Yes! That his work had lived and would live, this was what he cared for. This it was that kept him uniformly brave and bright, and made him say to me one evening in tones of grateful joy-we were sitting on the wide balcony watching the moon rise over the fir-tree tops, his hand in mine as of old,

"I have indeed succeeded! I have lived to see seven millions of the public money expended on this great cause. If any one had told me, when I began, that this would be, I should have considered it absolutely incredible."

CHAPTER X.

THE SUNSET OF LIFE-ITALY, 1861.

My grandfather had travelled abroad but little during his strenuous life. He had, it is true, been to Paris in 1850, accompanied by Mr Charles Macaulay, Dr John Sutherland, and Mr (afterwards Sir Henry) Rawlinson, on business connected with the General Board of Health scheme for extra-mural sepulture, but, except on that occasion, he had not left England.

So that when in 1857 he was asked to join a party of three proceeding to Milan for the purpose of examining the irrigation works of that city, he gladly undertook the journey, which was to lead them via Marseilles and along the Cornice Road, then traversed by carriage only. The beauty of Italy thus came before him with full freshness at the age of seventy, and he returned strengthened and invigorated.

------------------------------

_SET EXERCISE 1_. In the biographical excerpt, why was the grandfather glad to join the 1857 party going to Milan? Answer in one to three sentences.
_SET EXERCISE 2_. Could you reproduce the biographical excerpt word for word, starting at "My grandfather had" and continuing down to "not left England."?

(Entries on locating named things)
------------------------------

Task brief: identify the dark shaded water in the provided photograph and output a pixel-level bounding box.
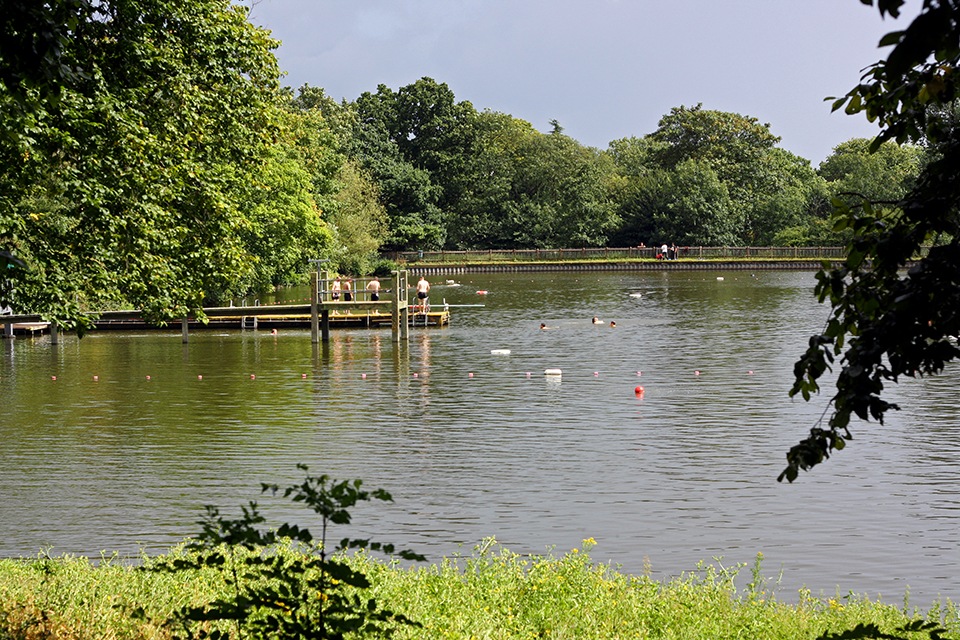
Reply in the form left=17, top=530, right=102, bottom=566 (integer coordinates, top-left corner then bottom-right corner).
left=0, top=272, right=960, bottom=604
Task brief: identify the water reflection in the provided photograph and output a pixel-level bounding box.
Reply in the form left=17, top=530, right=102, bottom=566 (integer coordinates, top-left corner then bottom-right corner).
left=0, top=272, right=960, bottom=602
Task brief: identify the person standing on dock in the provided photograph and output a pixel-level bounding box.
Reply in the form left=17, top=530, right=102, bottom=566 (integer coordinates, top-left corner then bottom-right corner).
left=417, top=276, right=430, bottom=313
left=330, top=276, right=340, bottom=302
left=367, top=276, right=380, bottom=302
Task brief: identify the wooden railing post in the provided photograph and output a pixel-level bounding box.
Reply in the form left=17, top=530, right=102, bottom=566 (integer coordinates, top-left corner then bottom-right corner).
left=310, top=271, right=326, bottom=344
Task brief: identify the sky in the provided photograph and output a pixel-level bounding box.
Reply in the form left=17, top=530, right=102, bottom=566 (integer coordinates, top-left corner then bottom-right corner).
left=250, top=0, right=920, bottom=167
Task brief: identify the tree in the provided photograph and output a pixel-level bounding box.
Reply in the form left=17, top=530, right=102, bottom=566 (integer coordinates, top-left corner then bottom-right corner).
left=818, top=138, right=924, bottom=207
left=632, top=105, right=818, bottom=245
left=0, top=0, right=279, bottom=331
left=780, top=0, right=960, bottom=482
left=451, top=117, right=618, bottom=248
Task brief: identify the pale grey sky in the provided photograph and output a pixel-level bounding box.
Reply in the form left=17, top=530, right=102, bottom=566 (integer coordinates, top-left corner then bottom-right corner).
left=251, top=0, right=920, bottom=166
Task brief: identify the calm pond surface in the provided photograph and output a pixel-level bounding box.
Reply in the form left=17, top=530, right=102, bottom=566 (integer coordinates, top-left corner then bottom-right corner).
left=0, top=272, right=960, bottom=606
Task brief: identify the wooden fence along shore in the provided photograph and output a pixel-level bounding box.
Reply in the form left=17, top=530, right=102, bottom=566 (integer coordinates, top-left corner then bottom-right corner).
left=0, top=247, right=904, bottom=342
left=392, top=247, right=846, bottom=266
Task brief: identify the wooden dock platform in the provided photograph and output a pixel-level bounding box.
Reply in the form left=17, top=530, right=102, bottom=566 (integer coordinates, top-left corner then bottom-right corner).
left=87, top=307, right=450, bottom=331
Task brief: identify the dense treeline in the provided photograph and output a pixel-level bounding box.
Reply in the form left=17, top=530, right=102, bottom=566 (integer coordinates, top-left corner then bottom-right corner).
left=0, top=0, right=925, bottom=328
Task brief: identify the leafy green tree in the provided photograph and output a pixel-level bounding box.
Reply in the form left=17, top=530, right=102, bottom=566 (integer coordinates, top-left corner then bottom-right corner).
left=0, top=0, right=279, bottom=330
left=818, top=138, right=924, bottom=206
left=620, top=105, right=821, bottom=245
left=326, top=161, right=389, bottom=274
left=780, top=0, right=960, bottom=482
left=451, top=114, right=618, bottom=248
left=651, top=158, right=742, bottom=247
left=345, top=99, right=446, bottom=250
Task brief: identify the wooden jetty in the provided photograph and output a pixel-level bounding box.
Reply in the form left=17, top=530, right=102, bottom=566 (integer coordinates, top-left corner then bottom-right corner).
left=0, top=271, right=450, bottom=343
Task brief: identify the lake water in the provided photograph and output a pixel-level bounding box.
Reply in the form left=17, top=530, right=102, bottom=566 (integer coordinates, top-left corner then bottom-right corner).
left=0, top=272, right=960, bottom=606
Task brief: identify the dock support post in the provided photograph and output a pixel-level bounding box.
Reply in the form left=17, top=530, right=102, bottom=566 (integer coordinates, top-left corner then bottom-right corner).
left=390, top=271, right=407, bottom=342
left=310, top=271, right=318, bottom=344
left=400, top=271, right=410, bottom=342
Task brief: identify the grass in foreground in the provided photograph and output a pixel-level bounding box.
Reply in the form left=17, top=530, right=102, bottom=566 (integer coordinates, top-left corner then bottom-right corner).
left=0, top=539, right=960, bottom=640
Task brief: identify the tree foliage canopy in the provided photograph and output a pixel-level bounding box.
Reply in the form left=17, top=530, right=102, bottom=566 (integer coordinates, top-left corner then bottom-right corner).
left=0, top=0, right=279, bottom=330
left=780, top=0, right=960, bottom=481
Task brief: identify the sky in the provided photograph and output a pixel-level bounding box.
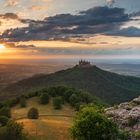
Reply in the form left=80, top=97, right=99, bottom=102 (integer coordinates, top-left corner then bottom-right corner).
left=0, top=0, right=140, bottom=62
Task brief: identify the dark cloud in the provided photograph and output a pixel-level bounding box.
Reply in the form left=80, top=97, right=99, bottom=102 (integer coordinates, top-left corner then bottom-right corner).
left=0, top=13, right=19, bottom=19
left=106, top=26, right=140, bottom=37
left=5, top=42, right=36, bottom=49
left=1, top=7, right=129, bottom=41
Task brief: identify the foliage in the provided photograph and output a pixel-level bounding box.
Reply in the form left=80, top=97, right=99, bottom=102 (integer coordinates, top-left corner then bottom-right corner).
left=40, top=93, right=49, bottom=104
left=128, top=117, right=139, bottom=127
left=27, top=108, right=39, bottom=119
left=20, top=97, right=27, bottom=108
left=0, top=121, right=27, bottom=140
left=0, top=116, right=9, bottom=126
left=71, top=107, right=122, bottom=140
left=2, top=66, right=140, bottom=104
left=53, top=97, right=63, bottom=109
left=0, top=107, right=11, bottom=118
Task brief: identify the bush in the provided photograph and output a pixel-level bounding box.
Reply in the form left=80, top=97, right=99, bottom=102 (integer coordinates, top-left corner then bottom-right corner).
left=6, top=121, right=27, bottom=140
left=0, top=116, right=9, bottom=126
left=71, top=107, right=119, bottom=140
left=69, top=94, right=79, bottom=107
left=40, top=93, right=49, bottom=104
left=20, top=97, right=27, bottom=108
left=0, top=107, right=11, bottom=118
left=27, top=108, right=39, bottom=119
left=53, top=97, right=63, bottom=109
left=128, top=118, right=139, bottom=127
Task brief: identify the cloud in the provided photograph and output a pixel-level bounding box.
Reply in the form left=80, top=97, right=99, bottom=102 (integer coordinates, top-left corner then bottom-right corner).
left=106, top=0, right=116, bottom=6
left=5, top=0, right=20, bottom=7
left=4, top=42, right=36, bottom=49
left=1, top=7, right=129, bottom=41
left=107, top=26, right=140, bottom=37
left=0, top=13, right=19, bottom=19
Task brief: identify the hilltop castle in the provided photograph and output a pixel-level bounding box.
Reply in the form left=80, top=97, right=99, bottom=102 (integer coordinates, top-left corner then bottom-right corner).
left=77, top=60, right=92, bottom=68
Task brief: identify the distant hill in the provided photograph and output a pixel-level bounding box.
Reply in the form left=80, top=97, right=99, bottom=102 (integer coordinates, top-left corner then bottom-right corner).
left=0, top=66, right=140, bottom=104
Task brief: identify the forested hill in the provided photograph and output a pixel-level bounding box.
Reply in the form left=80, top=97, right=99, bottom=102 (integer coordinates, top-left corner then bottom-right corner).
left=0, top=66, right=140, bottom=104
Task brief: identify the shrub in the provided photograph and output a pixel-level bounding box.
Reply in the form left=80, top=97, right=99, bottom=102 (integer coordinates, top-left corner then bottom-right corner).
left=0, top=116, right=9, bottom=126
left=71, top=107, right=119, bottom=140
left=69, top=94, right=79, bottom=107
left=128, top=117, right=139, bottom=127
left=53, top=97, right=63, bottom=109
left=20, top=97, right=27, bottom=108
left=27, top=108, right=39, bottom=119
left=0, top=107, right=11, bottom=118
left=6, top=121, right=27, bottom=140
left=40, top=93, right=49, bottom=104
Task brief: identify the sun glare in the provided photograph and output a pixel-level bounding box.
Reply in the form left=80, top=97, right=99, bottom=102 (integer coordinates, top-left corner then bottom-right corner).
left=0, top=44, right=5, bottom=50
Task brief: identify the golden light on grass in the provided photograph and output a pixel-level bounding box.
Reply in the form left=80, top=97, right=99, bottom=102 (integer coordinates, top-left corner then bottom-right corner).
left=0, top=44, right=6, bottom=50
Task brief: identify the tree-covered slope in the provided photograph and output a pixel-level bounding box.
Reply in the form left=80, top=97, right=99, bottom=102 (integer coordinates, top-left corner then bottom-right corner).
left=0, top=66, right=140, bottom=104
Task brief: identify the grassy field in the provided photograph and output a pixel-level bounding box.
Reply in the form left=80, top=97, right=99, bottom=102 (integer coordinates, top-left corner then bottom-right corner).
left=12, top=97, right=75, bottom=140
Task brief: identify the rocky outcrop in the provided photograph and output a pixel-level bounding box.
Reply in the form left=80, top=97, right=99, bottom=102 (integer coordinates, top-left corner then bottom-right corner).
left=105, top=96, right=140, bottom=140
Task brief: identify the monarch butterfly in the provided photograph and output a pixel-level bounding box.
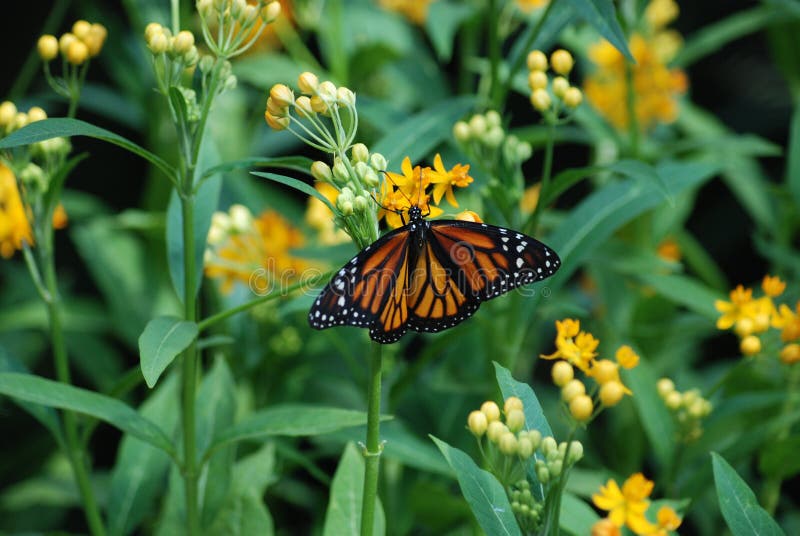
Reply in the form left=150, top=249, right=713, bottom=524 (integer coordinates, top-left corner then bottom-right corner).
left=308, top=205, right=561, bottom=344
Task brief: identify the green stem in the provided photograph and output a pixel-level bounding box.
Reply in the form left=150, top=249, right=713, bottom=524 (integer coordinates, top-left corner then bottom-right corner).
left=181, top=191, right=200, bottom=536
left=39, top=244, right=106, bottom=536
left=361, top=342, right=383, bottom=536
left=761, top=365, right=800, bottom=515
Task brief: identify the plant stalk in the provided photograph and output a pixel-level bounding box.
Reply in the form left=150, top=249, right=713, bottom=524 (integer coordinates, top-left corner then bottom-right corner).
left=361, top=342, right=383, bottom=536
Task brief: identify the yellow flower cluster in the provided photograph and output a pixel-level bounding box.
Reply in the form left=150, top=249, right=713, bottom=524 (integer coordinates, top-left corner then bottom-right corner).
left=197, top=0, right=281, bottom=59
left=592, top=473, right=682, bottom=536
left=204, top=205, right=310, bottom=294
left=540, top=318, right=639, bottom=422
left=378, top=153, right=472, bottom=228
left=36, top=20, right=108, bottom=65
left=584, top=0, right=687, bottom=130
left=714, top=275, right=800, bottom=364
left=656, top=378, right=713, bottom=443
left=467, top=396, right=583, bottom=532
left=379, top=0, right=436, bottom=26
left=528, top=49, right=583, bottom=114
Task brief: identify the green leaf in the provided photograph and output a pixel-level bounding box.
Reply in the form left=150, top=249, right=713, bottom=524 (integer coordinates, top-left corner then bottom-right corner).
left=425, top=0, right=475, bottom=62
left=758, top=435, right=800, bottom=480
left=0, top=372, right=177, bottom=458
left=106, top=375, right=180, bottom=535
left=167, top=142, right=222, bottom=301
left=0, top=117, right=175, bottom=181
left=711, top=452, right=784, bottom=536
left=786, top=106, right=800, bottom=206
left=139, top=316, right=198, bottom=389
left=322, top=443, right=386, bottom=536
left=251, top=171, right=336, bottom=214
left=621, top=359, right=675, bottom=467
left=206, top=404, right=376, bottom=456
left=373, top=96, right=475, bottom=168
left=567, top=0, right=635, bottom=62
left=431, top=436, right=522, bottom=536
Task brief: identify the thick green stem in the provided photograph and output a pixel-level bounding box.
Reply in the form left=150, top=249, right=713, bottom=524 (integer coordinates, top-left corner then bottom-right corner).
left=361, top=342, right=383, bottom=536
left=40, top=246, right=106, bottom=536
left=181, top=194, right=200, bottom=536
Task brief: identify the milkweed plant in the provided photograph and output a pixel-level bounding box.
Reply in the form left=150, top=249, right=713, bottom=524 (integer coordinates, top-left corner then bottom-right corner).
left=0, top=0, right=800, bottom=536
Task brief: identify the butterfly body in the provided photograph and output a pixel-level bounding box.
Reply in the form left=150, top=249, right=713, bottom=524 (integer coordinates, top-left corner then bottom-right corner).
left=308, top=206, right=561, bottom=344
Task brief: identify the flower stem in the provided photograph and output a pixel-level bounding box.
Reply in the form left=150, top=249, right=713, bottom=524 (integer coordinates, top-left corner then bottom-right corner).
left=361, top=342, right=383, bottom=536
left=181, top=191, right=200, bottom=535
left=40, top=244, right=106, bottom=536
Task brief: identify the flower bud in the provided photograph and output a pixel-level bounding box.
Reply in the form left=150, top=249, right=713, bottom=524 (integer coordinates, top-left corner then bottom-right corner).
left=497, top=432, right=519, bottom=456
left=506, top=408, right=525, bottom=433
left=297, top=71, right=319, bottom=95
left=527, top=50, right=547, bottom=71
left=481, top=400, right=500, bottom=422
left=564, top=87, right=583, bottom=108
left=36, top=35, right=58, bottom=61
left=550, top=48, right=575, bottom=75
left=569, top=395, right=594, bottom=422
left=350, top=143, right=369, bottom=162
left=561, top=379, right=586, bottom=402
left=311, top=160, right=333, bottom=182
left=453, top=121, right=470, bottom=143
left=599, top=380, right=625, bottom=408
left=656, top=378, right=675, bottom=398
left=551, top=361, right=575, bottom=387
left=467, top=410, right=489, bottom=437
left=531, top=89, right=551, bottom=112
left=528, top=71, right=547, bottom=89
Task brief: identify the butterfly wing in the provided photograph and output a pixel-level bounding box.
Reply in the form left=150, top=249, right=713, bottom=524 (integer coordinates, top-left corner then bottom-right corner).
left=408, top=220, right=561, bottom=332
left=308, top=227, right=410, bottom=343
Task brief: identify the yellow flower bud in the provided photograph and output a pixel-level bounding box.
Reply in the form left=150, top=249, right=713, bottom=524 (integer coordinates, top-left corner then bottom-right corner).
left=599, top=380, right=625, bottom=408
left=481, top=400, right=500, bottom=422
left=170, top=30, right=194, bottom=56
left=656, top=378, right=675, bottom=399
left=739, top=335, right=761, bottom=356
left=561, top=380, right=586, bottom=402
left=269, top=84, right=294, bottom=108
left=569, top=395, right=594, bottom=422
left=28, top=106, right=47, bottom=123
left=551, top=361, right=575, bottom=387
left=780, top=343, right=800, bottom=365
left=467, top=410, right=489, bottom=437
left=36, top=35, right=58, bottom=61
left=497, top=432, right=519, bottom=456
left=664, top=391, right=683, bottom=411
left=550, top=48, right=575, bottom=75
left=264, top=111, right=289, bottom=130
left=531, top=89, right=551, bottom=112
left=506, top=408, right=525, bottom=433
left=528, top=50, right=547, bottom=71
left=528, top=71, right=547, bottom=89
left=72, top=20, right=92, bottom=41
left=0, top=101, right=17, bottom=127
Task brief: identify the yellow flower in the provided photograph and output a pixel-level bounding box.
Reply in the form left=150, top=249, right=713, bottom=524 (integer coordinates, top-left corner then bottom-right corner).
left=761, top=275, right=786, bottom=298
left=379, top=0, right=435, bottom=26
left=305, top=182, right=350, bottom=246
left=592, top=473, right=655, bottom=534
left=205, top=205, right=310, bottom=293
left=714, top=285, right=754, bottom=329
left=428, top=153, right=473, bottom=207
left=539, top=318, right=600, bottom=374
left=584, top=0, right=687, bottom=134
left=0, top=164, right=33, bottom=259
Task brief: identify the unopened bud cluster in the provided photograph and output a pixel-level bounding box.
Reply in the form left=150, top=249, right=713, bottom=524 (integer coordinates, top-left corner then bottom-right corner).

------------------------------

_EXPECTED ANSWER 1_. He had traveled abroad very little during his strenuous life. Apart from one 1850 trip to Paris on General Board of Health business, he had never left England.

_EXPECTED ANSWER 2_.
My grandfather had travelled abroad but little during his strenuous life. He had, it is true, been to Paris in 1850, accompanied by Mr Charles Macaulay, Dr John Sutherland, and Mr (afterwards Sir Henry) Rawlinson, on business connected with the General Board of Health scheme for extra-mural sepulture, but, except on that occasion, he had not left England.